Work request:
Each line of the data should be repeated precisely.

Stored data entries
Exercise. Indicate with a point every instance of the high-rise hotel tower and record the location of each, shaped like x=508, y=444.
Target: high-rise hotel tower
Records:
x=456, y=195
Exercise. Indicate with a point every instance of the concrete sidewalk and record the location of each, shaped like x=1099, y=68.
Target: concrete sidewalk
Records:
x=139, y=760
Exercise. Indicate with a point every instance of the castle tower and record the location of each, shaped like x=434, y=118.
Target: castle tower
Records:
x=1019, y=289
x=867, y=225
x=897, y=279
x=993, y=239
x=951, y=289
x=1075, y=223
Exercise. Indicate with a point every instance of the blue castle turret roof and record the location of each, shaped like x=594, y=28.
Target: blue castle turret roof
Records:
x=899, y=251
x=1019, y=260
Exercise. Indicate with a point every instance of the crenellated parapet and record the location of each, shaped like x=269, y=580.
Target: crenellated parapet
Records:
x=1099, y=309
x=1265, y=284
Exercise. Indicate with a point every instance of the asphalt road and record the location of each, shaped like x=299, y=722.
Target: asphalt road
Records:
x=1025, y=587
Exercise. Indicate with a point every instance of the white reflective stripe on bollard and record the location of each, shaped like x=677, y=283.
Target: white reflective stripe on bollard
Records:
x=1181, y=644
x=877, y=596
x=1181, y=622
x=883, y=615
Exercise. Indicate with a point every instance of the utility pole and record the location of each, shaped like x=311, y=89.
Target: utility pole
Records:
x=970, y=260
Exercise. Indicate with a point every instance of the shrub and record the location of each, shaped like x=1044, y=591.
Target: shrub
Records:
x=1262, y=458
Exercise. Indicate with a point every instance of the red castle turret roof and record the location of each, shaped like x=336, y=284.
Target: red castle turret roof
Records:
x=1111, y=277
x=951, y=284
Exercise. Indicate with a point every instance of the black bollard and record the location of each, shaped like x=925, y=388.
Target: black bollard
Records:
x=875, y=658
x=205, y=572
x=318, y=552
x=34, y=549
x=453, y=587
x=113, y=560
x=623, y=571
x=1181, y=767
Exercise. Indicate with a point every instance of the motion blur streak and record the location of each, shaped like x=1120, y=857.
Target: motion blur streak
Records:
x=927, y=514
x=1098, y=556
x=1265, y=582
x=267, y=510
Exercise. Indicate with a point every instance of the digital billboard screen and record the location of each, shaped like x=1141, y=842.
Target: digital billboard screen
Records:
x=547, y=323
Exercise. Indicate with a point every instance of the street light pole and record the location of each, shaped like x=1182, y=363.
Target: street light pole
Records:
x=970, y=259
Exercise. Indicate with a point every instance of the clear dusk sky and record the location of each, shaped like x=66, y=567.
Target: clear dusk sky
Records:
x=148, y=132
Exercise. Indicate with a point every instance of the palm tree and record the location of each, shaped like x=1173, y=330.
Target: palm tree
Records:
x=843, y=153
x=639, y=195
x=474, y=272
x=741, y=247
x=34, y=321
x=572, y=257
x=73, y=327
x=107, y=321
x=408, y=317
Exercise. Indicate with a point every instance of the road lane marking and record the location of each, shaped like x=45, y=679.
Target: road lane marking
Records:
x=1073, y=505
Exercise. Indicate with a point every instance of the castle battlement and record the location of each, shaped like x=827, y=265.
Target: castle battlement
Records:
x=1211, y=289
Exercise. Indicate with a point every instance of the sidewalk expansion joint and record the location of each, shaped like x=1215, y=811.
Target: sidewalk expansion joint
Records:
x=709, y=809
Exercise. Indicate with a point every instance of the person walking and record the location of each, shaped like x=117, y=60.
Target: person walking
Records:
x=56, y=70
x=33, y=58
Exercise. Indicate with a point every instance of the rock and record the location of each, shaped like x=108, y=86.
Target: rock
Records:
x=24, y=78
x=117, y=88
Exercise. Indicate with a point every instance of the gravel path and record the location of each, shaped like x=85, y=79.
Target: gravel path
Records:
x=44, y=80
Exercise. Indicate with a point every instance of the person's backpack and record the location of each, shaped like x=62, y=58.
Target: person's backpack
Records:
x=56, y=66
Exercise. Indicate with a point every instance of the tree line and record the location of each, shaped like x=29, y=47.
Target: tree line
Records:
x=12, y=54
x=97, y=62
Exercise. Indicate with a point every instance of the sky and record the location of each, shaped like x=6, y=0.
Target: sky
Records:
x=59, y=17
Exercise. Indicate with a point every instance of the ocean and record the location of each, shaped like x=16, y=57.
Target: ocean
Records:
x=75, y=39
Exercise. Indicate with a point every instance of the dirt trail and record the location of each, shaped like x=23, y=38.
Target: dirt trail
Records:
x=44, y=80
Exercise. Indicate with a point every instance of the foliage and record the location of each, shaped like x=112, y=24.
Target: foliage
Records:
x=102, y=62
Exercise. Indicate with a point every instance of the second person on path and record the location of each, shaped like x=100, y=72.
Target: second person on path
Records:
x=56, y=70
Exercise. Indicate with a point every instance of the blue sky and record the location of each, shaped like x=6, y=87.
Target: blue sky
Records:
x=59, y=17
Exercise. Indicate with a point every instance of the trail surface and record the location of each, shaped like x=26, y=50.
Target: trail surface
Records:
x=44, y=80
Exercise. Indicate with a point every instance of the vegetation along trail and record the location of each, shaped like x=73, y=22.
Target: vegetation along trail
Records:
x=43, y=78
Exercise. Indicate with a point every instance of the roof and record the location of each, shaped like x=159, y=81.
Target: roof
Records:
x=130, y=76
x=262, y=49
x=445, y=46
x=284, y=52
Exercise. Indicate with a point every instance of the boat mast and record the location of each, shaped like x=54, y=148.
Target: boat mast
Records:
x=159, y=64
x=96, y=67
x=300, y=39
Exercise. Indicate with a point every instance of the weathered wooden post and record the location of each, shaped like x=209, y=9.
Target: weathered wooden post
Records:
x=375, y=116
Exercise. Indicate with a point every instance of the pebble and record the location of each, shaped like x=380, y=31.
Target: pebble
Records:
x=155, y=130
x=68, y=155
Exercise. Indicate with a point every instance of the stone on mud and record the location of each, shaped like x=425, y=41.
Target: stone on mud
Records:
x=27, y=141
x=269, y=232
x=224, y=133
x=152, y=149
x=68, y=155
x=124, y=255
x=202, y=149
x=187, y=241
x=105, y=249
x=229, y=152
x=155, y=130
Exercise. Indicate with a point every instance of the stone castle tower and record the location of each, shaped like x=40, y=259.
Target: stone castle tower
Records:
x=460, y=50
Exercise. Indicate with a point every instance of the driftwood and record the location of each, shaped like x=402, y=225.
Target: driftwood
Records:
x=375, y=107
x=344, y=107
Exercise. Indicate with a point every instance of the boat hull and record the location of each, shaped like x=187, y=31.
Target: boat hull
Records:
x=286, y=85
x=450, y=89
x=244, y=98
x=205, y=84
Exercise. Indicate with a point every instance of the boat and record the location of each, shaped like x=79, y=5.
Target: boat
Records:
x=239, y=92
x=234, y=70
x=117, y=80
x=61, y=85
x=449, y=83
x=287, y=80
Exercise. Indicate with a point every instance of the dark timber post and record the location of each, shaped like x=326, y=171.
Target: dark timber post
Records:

Result of this task:
Exercise. Indicate with a point every instance of the high-rise hotel tower and record the location of each, shaped like x=508, y=444.
Target: high-rise hotel tower
Records:
x=456, y=195
Exercise. Indicate with a point every instance of the concrete sidewalk and record the location of each, shaped like x=1099, y=68.
Target: concrete sidewalk
Records:
x=139, y=760
Exercise. Indicate with a point every instance of the castle tower and record the location of each, shaped like x=434, y=118.
Target: castle tower
Records:
x=1019, y=289
x=867, y=225
x=897, y=279
x=993, y=239
x=951, y=289
x=1075, y=223
Exercise. Indicate with a point every instance of the blue castle turret roof and record the location of each, shaped like x=594, y=28.
Target: blue castle turret roof
Records:
x=899, y=251
x=1019, y=260
Exercise. Indicate with a point every instance of the crenellated parapet and record the location of each, shaped like x=269, y=580.
Target: crenellated parapet
Records:
x=1099, y=309
x=1265, y=284
Exercise. Indicate with a point every instance of the asphalt road and record the location of each, shaped like x=299, y=722.
Target: asphalt road
Records:
x=1025, y=587
Exercise. Indicate with a point every instance of the white reflective stripe on bollard and record the location of each, shaped like x=677, y=283.
Target: white reflective stripe on bollard
Records:
x=1181, y=644
x=877, y=596
x=1181, y=622
x=883, y=615
Exercise. Indicate with a point every instance of the utility pole and record the location of each, shaped like x=311, y=89.
Target: utility pole
Records:
x=970, y=260
Exercise. Indicate with a point every instance of the shrub and record the location of each, shaped like x=1044, y=591.
Target: shrub
Records:
x=1262, y=458
Exercise. Indicate with a point every instance of the red castle turret roof and record the location of each, shaped like x=336, y=284.
Target: red castle turret roof
Records:
x=1111, y=277
x=951, y=284
Exercise. Indicate with a point every instance of the black bollard and record the location of each, shaped like x=925, y=388.
Target: black bollard
Records:
x=875, y=658
x=205, y=572
x=318, y=552
x=34, y=549
x=453, y=587
x=113, y=560
x=623, y=571
x=1181, y=767
Exercise. Indicate with a point every instance of the motion blur streak and record the location of each, shaped like x=1120, y=857.
Target: motion blur streak
Records:
x=927, y=514
x=1098, y=556
x=1265, y=582
x=267, y=510
Exercise. Indicate with a point every instance of the digital billboard screen and record the location of each, shaped like x=1141, y=842.
Target: digital billboard screen
Records:
x=547, y=323
Exercise. Indicate with a point every instance of the street light pole and record the location of each, shaped like x=1182, y=363.
Target: street light pole
Records:
x=970, y=259
Exercise. Indicate with a point every instance of the clear dusk sky and record the location of each, shaped like x=66, y=567.
Target: clear dusk sky
Records:
x=148, y=132
Exercise. Indicate with a point every instance of the palm tree and record the location of each, shaped like x=1173, y=330.
Target: palm tree
Records:
x=843, y=153
x=639, y=195
x=474, y=272
x=741, y=247
x=34, y=321
x=572, y=257
x=73, y=327
x=107, y=321
x=408, y=317
Exercise. Indicate with a point every instance of the road lane marking and record the location of each, shaped like x=45, y=679.
Target: road lane marking
Records:
x=1073, y=505
Exercise. Indicate with a point every instance of the castle battlement and record the location of each, shaped like x=827, y=265.
Target: castle battlement
Records:
x=1211, y=289
Exercise. Indicate with a point every instance of the sidewalk expansion joint and record the location of each, shaped like x=1215, y=811.
Target: sidewalk expansion joint
Records:
x=709, y=809
Exercise. Indicate with a point every instance of the person walking and record the location of each, shaped like x=117, y=60.
Target: person walking
Records:
x=56, y=70
x=33, y=58
Exercise. Indicate with a point every instance of the rock and record the location of each, shaped like x=108, y=86.
Target: rock
Records:
x=24, y=78
x=117, y=88
Exercise. Indicate with a point every instance of the gravel path and record the location of each, shaped like x=85, y=79.
Target: gravel path
Records:
x=44, y=80
Exercise. Indicate with a point every instance of the person's backpack and record the location of each, shaped like x=62, y=58.
Target: person's backpack
Records:
x=56, y=66
Exercise. Indicate with a point every instance of the tree line and record the location of each, shaped like x=29, y=47.
Target: tree line
Records:
x=12, y=54
x=97, y=62
Exercise. Indicate with a point every instance of the sky and record the location of each, shaped like x=6, y=0.
Target: sky
Records:
x=59, y=17
Exercise. Indicate with a point every instance of the ocean and record the location of each, shaped like x=16, y=57.
Target: ocean
Records:
x=75, y=39
Exercise. Indicate with a point every instance of the dirt trail and record the location of each, shaped like x=23, y=38.
Target: dirt trail
Records:
x=44, y=80
Exercise. Indicate with a point every instance of the foliage and record the location of each, shaped like x=112, y=24.
Target: foliage
Records:
x=102, y=62
Exercise. Indicate with a point every instance of the second person on path and record the location of each, shaped like x=100, y=72.
Target: second person on path
Records:
x=56, y=70
Exercise. Indicate with a point every instance of the blue sky and record the location of each, shaped like x=6, y=87.
Target: blue sky
Records:
x=59, y=17
Exercise. Indicate with a point every instance of the trail surface and record the location of each, shaped like x=26, y=50.
Target: trail surface
Records:
x=44, y=80
Exercise. Indicate with a point every instance of the vegetation along trail and record the location of each, shaped like x=73, y=22.
Target: vegetation along trail
Records:
x=43, y=78
Exercise. Indicate with a point every instance of the roof and record the location of each, shaped like x=159, y=81.
Target: roof
Records:
x=130, y=76
x=262, y=49
x=445, y=46
x=284, y=52
Exercise. Indicate with a point every instance of the boat mast and record the location of each, shaped like x=54, y=148.
Target: boat mast
Records:
x=159, y=64
x=96, y=67
x=300, y=39
Exercise. Indicate with a point every instance of the weathered wooden post and record the location of each, shaped like x=209, y=9.
Target: weathered wooden post
Records:
x=375, y=116
Exercise. Indicate with a point every instance of the pebble and record the location of each, shaped like x=380, y=31.
Target: pebble
Records:
x=155, y=130
x=68, y=155
Exercise. Indicate with a point every instance of the stone on mud and record the location of each, shaped like x=425, y=41.
Target: stone on mud
Records:
x=27, y=141
x=269, y=232
x=224, y=133
x=152, y=149
x=68, y=155
x=124, y=255
x=202, y=149
x=187, y=241
x=105, y=249
x=229, y=152
x=155, y=130
Exercise. Indicate with a point every instance of the stone castle tower and record the location of each, shaped like x=40, y=259.
Target: stone castle tower
Records:
x=460, y=50
Exercise. Indicate with a point every instance of the driftwood and record the location of each, shaped like x=402, y=225.
Target: driftwood
Records:
x=375, y=107
x=344, y=107
Exercise. Indicate with a point every instance of the boat hull and record the location of each, shaped like x=187, y=31.
Target: boat hull
Records:
x=286, y=85
x=450, y=89
x=244, y=98
x=205, y=84
Exercise. Indicate with a point every instance of the boat and record the location of each, shaped like x=79, y=5.
Target: boat
Records:
x=239, y=92
x=234, y=70
x=117, y=80
x=61, y=85
x=449, y=83
x=287, y=80
Exercise. Indicate with a point every instance of the dark timber post and record the location of each, shaped like x=326, y=171.
Target: dark timber post
Records:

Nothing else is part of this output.